§ Written task A:
Copy the excerpt on the history of WSL support in PyCharm word for word, in full.
—————
The History of WSL Support

As things stand right now, WSL and WSL2 are both supported on PyCharm. However, the issue is not with the support itself, but rather how it is supported. WSL is currently supported directly via wsl.exe. We initially used SSH and SFTP to run commands and transfer files. We needed to do this because this was the only way in which we could support WSL at the time.

There were multiple reasons for this. WSL showed tremendous promise for people who wanted to develop on open source technologies. However, we needed to make sure that we could adapt to changes in WSL. At the same time, we were dealing with technology that was not our own, and we needed to be careful about building support that would need to be re-done.

However, the biggest problem stems from a limitation of the IntelliJ platform at the time. IntelliJ expects that it is working with a real file system, and in the case of remote machines, you don't have a real file system.

This is why, we have a copy of the files on your local machine, which is then uploaded via SFTP. This means that whenever you make changes, there will be delays before you can immediately run it.
—————
§ Written task B:
Write out every line of the listing below again, leaving all wording as it is but shifting each answered x and y coordinate by -93.
—————
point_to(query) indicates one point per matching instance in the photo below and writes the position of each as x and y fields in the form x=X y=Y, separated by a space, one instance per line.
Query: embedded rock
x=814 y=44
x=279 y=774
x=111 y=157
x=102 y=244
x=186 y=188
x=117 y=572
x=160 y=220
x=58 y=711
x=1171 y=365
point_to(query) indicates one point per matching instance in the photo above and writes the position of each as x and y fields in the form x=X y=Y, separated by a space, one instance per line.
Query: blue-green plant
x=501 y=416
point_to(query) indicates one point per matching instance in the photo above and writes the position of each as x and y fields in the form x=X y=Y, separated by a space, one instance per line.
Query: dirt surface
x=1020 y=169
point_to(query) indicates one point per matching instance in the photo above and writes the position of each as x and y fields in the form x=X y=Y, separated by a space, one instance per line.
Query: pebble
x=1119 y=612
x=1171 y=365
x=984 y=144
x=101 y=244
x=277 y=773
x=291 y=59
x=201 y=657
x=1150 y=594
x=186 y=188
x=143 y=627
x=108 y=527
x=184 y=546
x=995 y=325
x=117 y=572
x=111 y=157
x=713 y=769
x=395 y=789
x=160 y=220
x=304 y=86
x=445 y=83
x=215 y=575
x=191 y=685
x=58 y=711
—————
§ Output A:
The History of WSL Support

As things stand right now, WSL and WSL2 are both supported on PyCharm. However, the issue is not with the support itself, but rather how it is supported. WSL is currently supported directly via wsl.exe. We initially used SSH and SFTP to run commands and transfer files. We needed to do this because this was the only way in which we could support WSL at the time.

There were multiple reasons for this. WSL showed tremendous promise for people who wanted to develop on open source technologies. However, we needed to make sure that we could adapt to changes in WSL. At the same time, we were dealing with technology that was not our own, and we needed to be careful about building support that would need to be re-done.

However, the biggest problem stems from a limitation of the IntelliJ platform at the time. IntelliJ expects that it is working with a real file system, and in the case of remote machines, you don't have a real file system.

This is why, we have a copy of the files on your local machine, which is then uploaded via SFTP. This means that whenever you make changes, there will be delays before you can immediately run it.

§ Output B:
point_to(query) indicates one point per matching instance in the photo below and writes the position of each as x and y fields in the form x=X y=Y, separated by a space, one instance per line.
Query: embedded rock
x=721 y=-49
x=186 y=681
x=18 y=64
x=9 y=151
x=93 y=95
x=24 y=479
x=67 y=127
x=-35 y=618
x=1078 y=272
point_to(query) indicates one point per matching instance in the photo above and writes the position of each as x and y fields in the form x=X y=Y, separated by a space, one instance per line.
Query: blue-green plant
x=408 y=323
point_to(query) indicates one point per matching instance in the photo above and writes the position of each as x and y fields in the form x=X y=Y, separated by a space, one instance per line.
Query: dirt surface
x=927 y=76
point_to(query) indicates one point per matching instance in the photo above and writes the position of each as x and y fields in the form x=X y=Y, separated by a space, one instance per line.
Query: pebble
x=1026 y=519
x=1078 y=272
x=891 y=51
x=8 y=151
x=184 y=680
x=198 y=-34
x=108 y=564
x=1057 y=501
x=93 y=95
x=50 y=534
x=15 y=434
x=91 y=453
x=902 y=232
x=24 y=479
x=18 y=64
x=620 y=676
x=302 y=696
x=67 y=127
x=211 y=-7
x=352 y=-10
x=122 y=482
x=98 y=592
x=-35 y=618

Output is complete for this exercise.